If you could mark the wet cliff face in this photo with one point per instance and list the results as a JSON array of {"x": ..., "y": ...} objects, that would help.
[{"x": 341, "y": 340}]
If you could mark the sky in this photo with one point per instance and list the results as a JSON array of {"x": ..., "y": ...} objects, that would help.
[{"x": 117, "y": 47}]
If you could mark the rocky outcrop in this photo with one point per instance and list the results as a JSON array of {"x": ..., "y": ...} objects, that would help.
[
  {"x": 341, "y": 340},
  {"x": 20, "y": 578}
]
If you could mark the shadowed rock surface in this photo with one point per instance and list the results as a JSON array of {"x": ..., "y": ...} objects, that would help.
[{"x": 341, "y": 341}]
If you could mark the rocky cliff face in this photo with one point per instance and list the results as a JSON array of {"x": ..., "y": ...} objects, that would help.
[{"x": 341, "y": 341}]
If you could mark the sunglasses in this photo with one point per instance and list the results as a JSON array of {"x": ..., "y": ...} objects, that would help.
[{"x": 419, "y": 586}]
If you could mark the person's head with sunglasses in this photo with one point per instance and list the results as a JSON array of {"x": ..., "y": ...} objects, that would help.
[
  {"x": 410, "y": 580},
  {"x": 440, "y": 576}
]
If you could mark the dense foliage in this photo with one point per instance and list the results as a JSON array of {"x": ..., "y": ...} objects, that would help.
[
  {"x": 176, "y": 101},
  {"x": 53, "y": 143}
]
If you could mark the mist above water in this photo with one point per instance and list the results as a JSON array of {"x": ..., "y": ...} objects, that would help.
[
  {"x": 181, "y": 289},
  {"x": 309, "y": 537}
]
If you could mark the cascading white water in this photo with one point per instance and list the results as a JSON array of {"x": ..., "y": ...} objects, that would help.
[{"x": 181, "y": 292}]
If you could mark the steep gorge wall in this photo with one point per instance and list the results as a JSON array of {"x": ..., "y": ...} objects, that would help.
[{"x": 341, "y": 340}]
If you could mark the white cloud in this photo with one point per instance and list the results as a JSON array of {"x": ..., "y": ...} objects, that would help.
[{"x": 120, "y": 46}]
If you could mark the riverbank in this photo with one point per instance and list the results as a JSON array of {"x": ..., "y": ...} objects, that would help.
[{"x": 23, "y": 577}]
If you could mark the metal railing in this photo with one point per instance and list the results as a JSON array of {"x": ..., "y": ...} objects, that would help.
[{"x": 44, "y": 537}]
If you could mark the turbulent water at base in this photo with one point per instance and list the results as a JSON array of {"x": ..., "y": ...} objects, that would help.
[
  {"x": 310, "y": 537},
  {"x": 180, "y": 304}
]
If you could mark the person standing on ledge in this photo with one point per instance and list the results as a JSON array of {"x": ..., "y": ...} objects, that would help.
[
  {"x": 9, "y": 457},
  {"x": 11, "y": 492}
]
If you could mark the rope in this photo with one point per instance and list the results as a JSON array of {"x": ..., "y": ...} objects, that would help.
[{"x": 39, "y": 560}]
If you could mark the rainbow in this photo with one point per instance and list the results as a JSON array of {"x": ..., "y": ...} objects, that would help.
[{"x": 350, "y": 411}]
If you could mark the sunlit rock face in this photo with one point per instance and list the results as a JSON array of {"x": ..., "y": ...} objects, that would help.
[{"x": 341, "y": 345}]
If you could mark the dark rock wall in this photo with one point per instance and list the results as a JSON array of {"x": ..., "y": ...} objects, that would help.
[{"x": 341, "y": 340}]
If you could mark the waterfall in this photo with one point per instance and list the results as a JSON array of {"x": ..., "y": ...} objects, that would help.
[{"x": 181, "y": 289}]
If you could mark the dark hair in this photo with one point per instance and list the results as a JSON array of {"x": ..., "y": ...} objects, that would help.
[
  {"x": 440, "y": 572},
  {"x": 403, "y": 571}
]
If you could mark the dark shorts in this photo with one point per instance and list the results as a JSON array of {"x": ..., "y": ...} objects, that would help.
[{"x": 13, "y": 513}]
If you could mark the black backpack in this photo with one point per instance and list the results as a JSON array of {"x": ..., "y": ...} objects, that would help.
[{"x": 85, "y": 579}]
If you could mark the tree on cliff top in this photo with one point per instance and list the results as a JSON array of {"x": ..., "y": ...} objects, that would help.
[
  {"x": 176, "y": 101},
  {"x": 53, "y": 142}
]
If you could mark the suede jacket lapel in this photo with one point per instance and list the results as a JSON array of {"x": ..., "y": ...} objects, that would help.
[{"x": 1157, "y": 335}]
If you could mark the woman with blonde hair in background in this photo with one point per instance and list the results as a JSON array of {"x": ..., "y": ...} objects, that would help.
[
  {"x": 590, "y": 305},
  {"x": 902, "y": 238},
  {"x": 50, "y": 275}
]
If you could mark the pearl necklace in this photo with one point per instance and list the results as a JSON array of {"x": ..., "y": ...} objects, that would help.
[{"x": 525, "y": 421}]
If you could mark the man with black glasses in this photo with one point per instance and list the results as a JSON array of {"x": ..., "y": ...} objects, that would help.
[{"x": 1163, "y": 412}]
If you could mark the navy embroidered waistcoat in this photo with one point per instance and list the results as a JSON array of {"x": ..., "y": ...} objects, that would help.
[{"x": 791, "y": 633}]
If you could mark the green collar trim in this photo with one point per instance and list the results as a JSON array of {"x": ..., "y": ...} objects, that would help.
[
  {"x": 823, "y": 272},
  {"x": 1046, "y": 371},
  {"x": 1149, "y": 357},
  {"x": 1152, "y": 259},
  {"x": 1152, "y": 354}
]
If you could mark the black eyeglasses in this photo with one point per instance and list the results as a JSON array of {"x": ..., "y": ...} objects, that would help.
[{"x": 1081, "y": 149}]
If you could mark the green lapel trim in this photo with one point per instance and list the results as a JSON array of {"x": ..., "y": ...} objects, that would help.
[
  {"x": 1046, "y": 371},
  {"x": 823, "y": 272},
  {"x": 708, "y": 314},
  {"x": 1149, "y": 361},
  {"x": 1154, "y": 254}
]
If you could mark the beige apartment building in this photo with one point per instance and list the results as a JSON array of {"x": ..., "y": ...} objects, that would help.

+ + + +

**EXERCISE DIRECTIONS**
Your answer must be every record above, retyped exactly.

**COMPLETED EXERCISE**
If you could mark the wet cliff face in this photo with one point per instance and list the results as a JSON array of {"x": ..., "y": ...} objects, that would help.
[{"x": 341, "y": 340}]
If you could mark the sky in this photo with one point per instance and list the results as a JSON array of {"x": ..., "y": ...} objects, that would help.
[{"x": 117, "y": 47}]
If you could mark the rocky outcrop in this photo with one point per instance and list the results as a JSON array of {"x": ..., "y": ...} objects, that would help.
[
  {"x": 341, "y": 340},
  {"x": 20, "y": 578}
]
If you could mark the shadowed rock surface in this photo with one point per instance and list the results as a JSON array of {"x": ..., "y": ...} objects, that would help.
[{"x": 341, "y": 341}]
If you could mark the rocky cliff face in this photo with one point per instance and list the results as a JSON array of {"x": ..., "y": ...} objects, that would help.
[{"x": 341, "y": 341}]
If you could mark the sunglasses in this photo with one point per instance and list the results as a JSON array of {"x": ..., "y": ...} objects, that would help.
[{"x": 419, "y": 586}]
If you could mark the person's head with sunglasses in this photo with one point per instance and list the results as a JSON array of {"x": ..., "y": ...} objects, that would help.
[
  {"x": 410, "y": 580},
  {"x": 440, "y": 576}
]
If you could mark the dense foliage in this photo with one point per instance and list the results as a JSON array of {"x": ..., "y": ...} objects, that would help.
[
  {"x": 176, "y": 101},
  {"x": 53, "y": 143}
]
If you could mark the mist above water in this photo with one point per instance and list the results as a JSON array of {"x": ..., "y": ...} objects, that would help.
[
  {"x": 181, "y": 289},
  {"x": 309, "y": 537}
]
If you could mark the cascading white water in this photo with one point per instance and list the results as a JSON array of {"x": ..., "y": ...} objects, that would help.
[{"x": 181, "y": 292}]
If you could mark the steep gorge wall in this photo with one point per instance and list the results as a JSON array of {"x": ..., "y": ...} objects, that would help.
[{"x": 341, "y": 340}]
If you could mark the white cloud in this photo with one point per instance and list the results as a JSON array of {"x": ..., "y": ...} objects, that would help.
[{"x": 120, "y": 46}]
If you could mark the riverbank in this photo with one point per instance and list the results as a JSON array of {"x": ..., "y": ...} objects, that would help.
[{"x": 23, "y": 577}]
If you could mark the metal railing in this photo with one point per instance and list the results as a JSON array of {"x": ..., "y": ...} objects, that would help.
[{"x": 44, "y": 537}]
If you could mark the turbulent water at base in this photo with one point per instance and list the results as a JSON array of {"x": ..., "y": ...} objects, that would help.
[
  {"x": 310, "y": 537},
  {"x": 180, "y": 304}
]
If you could mark the person standing on ledge in this photo with one point per instance and list the results as a JSON array of {"x": ..., "y": ...} objects, that would help.
[
  {"x": 9, "y": 457},
  {"x": 11, "y": 492}
]
If you could mark the rope in this photo with one point per instance and list the results as a JSON array of {"x": ..., "y": ...} objects, that would help.
[{"x": 39, "y": 560}]
If you could mark the rainbow in this photo with one point per instance and list the results as a JSON array of {"x": ..., "y": ...} objects, that would help.
[{"x": 350, "y": 411}]
If you could mark the sunlit rock face in this photo with one point per instance and list the results as a JSON array of {"x": ..., "y": ...} objects, that would help.
[{"x": 341, "y": 345}]
If you could mark the dark rock wall in this photo with one point per instance and list the results as a JSON array of {"x": ..., "y": ...} objects, that would help.
[{"x": 341, "y": 340}]
If you could mark the waterfall in this photo with one point per instance and list the results as a JSON array of {"x": ..., "y": ...} objects, that would help.
[{"x": 181, "y": 289}]
If you could mark the dark hair in this photo with one point per instance and list the results as a JSON array of {"x": ..., "y": ...} objects, that would help.
[
  {"x": 440, "y": 572},
  {"x": 403, "y": 571}
]
If you could mark the dark shorts in this photo with one point per instance and list the results as a JSON array of {"x": ..., "y": ...} objects, that would help.
[{"x": 13, "y": 513}]
If you could mark the black backpack in this photo with one point per instance and list the results as a JSON array of {"x": ..., "y": ...} objects, that would help.
[{"x": 85, "y": 579}]
If you could mark the tree on cliff top in this photo with one point per instance and list the results as a JSON array of {"x": ..., "y": ...} objects, that would help.
[
  {"x": 176, "y": 101},
  {"x": 53, "y": 142}
]
If you could mark the suede jacket lapel in this photo with one point per instance and list the results as a JSON array of {"x": ..., "y": ...} objects, that would help.
[{"x": 1157, "y": 335}]
If you could mark the woman with blonde hair in background in this photo with one point per instance and list the results as a JSON array of {"x": ..., "y": ...} objects, that would help.
[
  {"x": 590, "y": 305},
  {"x": 902, "y": 238},
  {"x": 50, "y": 275}
]
If you could mark the pearl necklace in this photo with one point per instance and list the results as a JSON array of {"x": ..., "y": ...} objects, that would help.
[{"x": 525, "y": 421}]
If you could mark the man with black glasses in this photo with one point per instance and list the results as a JSON array of {"x": ..., "y": ...} objects, that would help.
[{"x": 1163, "y": 412}]
If you could mark the navy embroidered waistcoat in this photo with one point per instance and list the results as a JSON array of {"x": ..., "y": ...} objects, that would help.
[{"x": 791, "y": 633}]
If you could mark the green collar trim in this photo with one point per instance and list the results as a JSON array of {"x": ..., "y": ...} objects, that would help.
[
  {"x": 823, "y": 272},
  {"x": 1046, "y": 371},
  {"x": 1149, "y": 357},
  {"x": 1152, "y": 259},
  {"x": 1152, "y": 354}
]
If you could mark the black eyeglasses in this photo with one point per instance and list the results as a JSON array of {"x": ..., "y": ...} objects, that would help.
[{"x": 1081, "y": 149}]
If you could mark the green lapel trim in this photo with one point per instance and list the results as a JSON array of {"x": ..., "y": ...} objects, that would help.
[
  {"x": 1046, "y": 371},
  {"x": 823, "y": 272},
  {"x": 708, "y": 314},
  {"x": 1149, "y": 361},
  {"x": 1154, "y": 254}
]
If you could mark the beige apartment building in this photo with one point per instance and list the results as a JSON array of {"x": ..., "y": ...} objects, that would help.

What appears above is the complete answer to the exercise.